TEXT EXTRACT —
· · · ·

Without taking that thought into its full depths I am coming back to my starting point. I have found a nice specimen in the Pennines of calcite. I may be asking myself the questions you suggest but the route I have taken up to now is only helpful if I have found something sensational. I should be making comparisons with ordinary specimens and this is set out in your text. Who wants to show off or select their ordinary pieces especially as the initial guidelines indicate largest and best?
Jolyon thinks Mindat should be able to accommodate images of even very modest specimens like the image of the one you include here in your post. Others complain that the database is getting too full of rubbish and want to go in and clean out a lot of stuff, perhaps including things like the specimen you show here. I think there should be a way to include both modest specimens and exceptional ones. You know from looking at the calcites in the Mindat gallery that your specimen is not very exceptional and if you were writing the article on calcite or quartz you would probably not include it in a Best Minerals article. For minerals like quartz and calcite we have to have more stringent standards of what to include because if we did not it would quickly become not manageable. It seemed to me that the only way to effectively show what the good specimens from a particular locality looked like was to do something like best minerals where a variety of a particular species from a particular locality were shown together and then talked about (the ten questions). I include where possible information about the largest because that kind of information can be useful to material scientists who might want to know if they should look for samples of natural materials or head to the synthesis lab for what they need. We all know that biggest is almost always not the best.
A good example is the contributions from Belgium for calcite. A really good and interesting piece of work that I spent some time enjoying. But those specimens are not the ordinary example I have from the Pennines. This information could be kept on the main database and extracted, again using a marker. The information about the sites including anecdotes could also be part of the write up on the main database.for each site, thus reducing the overall size of mindat database.
Good point. Before we put Best Minerals sight wide it was a single forum that only the managers could access and they let me work away on that for some months and during that time other managers started to chip in with their ideas, not only about what localities and images should be included but discussions about just where and how Best Minerals should be placed and accommodated on Mindat. I eventually convinced the managers in general that it should be placed in the message board because there it could easily be accessed by all those visiting Mindat and function as a sort of Wikipedia project and solicit help from a broad spectrum of the mineral community. Without the active participitation of many contributors, like Mindat in general, the site would not ever become what we would eventually like to see it become.

· · · ·

SUPPLIED DATA —
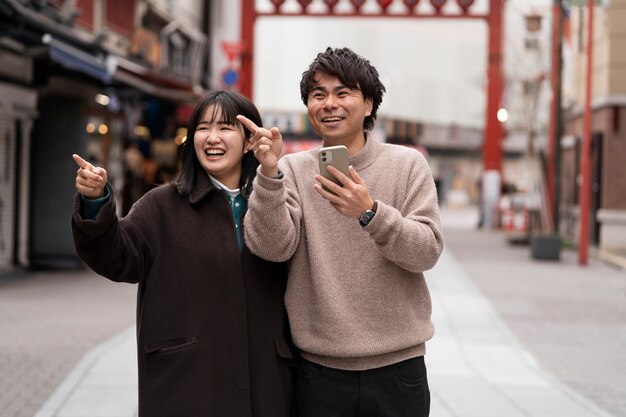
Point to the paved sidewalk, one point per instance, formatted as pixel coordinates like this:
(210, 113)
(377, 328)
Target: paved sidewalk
(477, 367)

· · · ·

REQUIRED ACTIONS —
- a) List every proper name (a person, place, website, or project) that appears in the Mindat forum discussion.
- b) Write a continuation of the Mindat forum discussion on Best Minerals, starting after its final sentence.

TASK-BY-TASK OUTPUTS —
- a) Pennines, Jolyon, Mindat, Best Minerals, Belgium, Wikipedia

- b)
I think I know what you are aiming at. I have collected thousands of items from British sites. Each one has something significant that drew my attention in the first place. Like everyone else I want to identify what I have found. I tend not to use chemicals, hardness tests, or any of those other tests suggested although I have known about them for years. The reason is simply that I have another life and a science lab is not part of it. I therefore look into my very large collection of books to find out if I can identify a specific item.
I too have a lot of books, at least a couple thousand of them relating to minerals in one way or another. A two car garage full of them actually, but I bet that you are using them less and less and Mindat more and more. If so, then your experience parallels mine as well.
There are limitations and that can be illustrated by one sample:
It is clear to me that haematite samples bear similarity to the specimen. There was an unbroken quartz crystal that fell out of the centre. That leaves a lot of questions. There is a lot of other stuff here, and some strange habits. can I identify any of them? Quartz crystals in classic shapes are there but what about the crystalline material that does not follow the classic shape etc etc etc.
Most books would not give me any more useful information as they all concentrate on good and not ordinary. That is the gap in information for newcomers and not so new. Knowing this comes from Cligga in Cornwall is helpful for I can look it up in mindat. But I may need information from other parts of the database.
The specimen you show here is not the kind of thing that we will likely show or address in Best Minerals. But that does not mean that Mindat will not address those questions you have about it. For me the specimen is in the leaveright category. You know the old joke about leaverite? Right after you picked it up you should have put it down again and just leave it right there. The reason for this is that the quartz crystals are obvious and undistinguished (I regularly buy and import them by the ton) and the "hematite", though it could be interesting, is not something easy to characterize and since I don't have the sophisticated analytical equipment needed to analyze it, and unwilling to impose on friends who are real mineralogists the work needed to analyse what will almost certainly turn out to be a very pedestrian suite of minerals, I accept that I will never really know what the stuff is. However, if I suspect for some reason that there might be something really unusual about the specimen, might request a proper analysis. But all that does not mean that you don't have friends and resources here on Mindat. You can show pictures of what you find here on Mindat in several places including the identification forum. You can upload the Image to the Mindat galleries. The people that answer your post will just be taking a guess, sometimes an accurate guesses as to what you have found, but better than that you may be able to find kindred souls that you can collect with or those with a particular interest in specimens from that locality and already know a lot about it. That is I think the true value of Mindat.
If that is the sort of information you intend giving then your contributors do not all understand this. and therein lies my confusion.
Malcolm Chapman
England
Edited 3 time(s). Last edit at 10/26/2009 08:58AM by Rock Currier.